+++ Records for the task

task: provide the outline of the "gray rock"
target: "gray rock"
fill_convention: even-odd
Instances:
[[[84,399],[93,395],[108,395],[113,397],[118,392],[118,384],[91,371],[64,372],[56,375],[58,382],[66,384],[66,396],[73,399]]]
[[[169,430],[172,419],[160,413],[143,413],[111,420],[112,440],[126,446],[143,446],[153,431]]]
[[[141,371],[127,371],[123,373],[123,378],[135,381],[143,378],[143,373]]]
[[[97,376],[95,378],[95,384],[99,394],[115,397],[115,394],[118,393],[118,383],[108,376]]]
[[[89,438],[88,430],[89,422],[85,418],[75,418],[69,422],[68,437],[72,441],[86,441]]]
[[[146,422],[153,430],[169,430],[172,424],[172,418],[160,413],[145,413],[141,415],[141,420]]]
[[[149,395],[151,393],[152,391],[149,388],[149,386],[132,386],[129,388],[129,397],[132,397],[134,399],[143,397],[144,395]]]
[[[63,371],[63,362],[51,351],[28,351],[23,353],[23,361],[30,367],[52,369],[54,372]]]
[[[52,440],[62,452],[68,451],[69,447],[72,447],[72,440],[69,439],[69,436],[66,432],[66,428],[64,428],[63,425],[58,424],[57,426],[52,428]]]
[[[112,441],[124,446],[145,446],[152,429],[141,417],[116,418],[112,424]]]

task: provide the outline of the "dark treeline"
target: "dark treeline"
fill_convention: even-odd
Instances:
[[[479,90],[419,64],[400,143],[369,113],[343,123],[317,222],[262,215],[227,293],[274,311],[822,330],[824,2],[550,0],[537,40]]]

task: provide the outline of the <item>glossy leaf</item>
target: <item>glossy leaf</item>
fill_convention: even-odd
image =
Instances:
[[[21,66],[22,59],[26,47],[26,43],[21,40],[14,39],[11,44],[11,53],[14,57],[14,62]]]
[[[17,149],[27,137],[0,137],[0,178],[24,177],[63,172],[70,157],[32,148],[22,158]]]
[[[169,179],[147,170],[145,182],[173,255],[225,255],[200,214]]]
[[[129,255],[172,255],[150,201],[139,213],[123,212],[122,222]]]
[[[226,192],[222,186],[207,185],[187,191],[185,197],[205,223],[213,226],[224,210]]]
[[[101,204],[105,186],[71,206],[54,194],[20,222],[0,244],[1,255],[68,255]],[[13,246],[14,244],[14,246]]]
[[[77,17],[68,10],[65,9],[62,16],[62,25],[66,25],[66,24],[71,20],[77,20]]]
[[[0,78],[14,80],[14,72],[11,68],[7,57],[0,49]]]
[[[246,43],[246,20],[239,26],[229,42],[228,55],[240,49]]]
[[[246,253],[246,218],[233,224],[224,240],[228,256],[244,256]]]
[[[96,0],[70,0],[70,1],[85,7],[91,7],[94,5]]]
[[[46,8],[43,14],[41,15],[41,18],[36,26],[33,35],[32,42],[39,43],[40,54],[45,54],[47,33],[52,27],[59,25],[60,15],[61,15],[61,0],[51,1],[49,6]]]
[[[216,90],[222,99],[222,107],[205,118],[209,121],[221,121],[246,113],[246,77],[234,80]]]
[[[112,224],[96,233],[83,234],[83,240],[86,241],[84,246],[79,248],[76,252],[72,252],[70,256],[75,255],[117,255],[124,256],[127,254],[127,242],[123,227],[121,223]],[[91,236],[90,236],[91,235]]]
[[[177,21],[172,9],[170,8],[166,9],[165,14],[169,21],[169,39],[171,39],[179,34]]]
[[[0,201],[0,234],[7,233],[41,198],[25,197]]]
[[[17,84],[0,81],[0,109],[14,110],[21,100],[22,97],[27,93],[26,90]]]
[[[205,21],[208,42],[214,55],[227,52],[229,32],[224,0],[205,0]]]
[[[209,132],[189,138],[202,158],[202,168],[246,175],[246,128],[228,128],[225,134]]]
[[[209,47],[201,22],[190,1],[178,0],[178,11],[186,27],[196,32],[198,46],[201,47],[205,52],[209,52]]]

++++++

**Goal**. Pull out every row above that contains the string "gray", treating uppercase and lowercase as different.

**Complete answer**.
task: provide the outline of the "gray rock"
target: "gray rock"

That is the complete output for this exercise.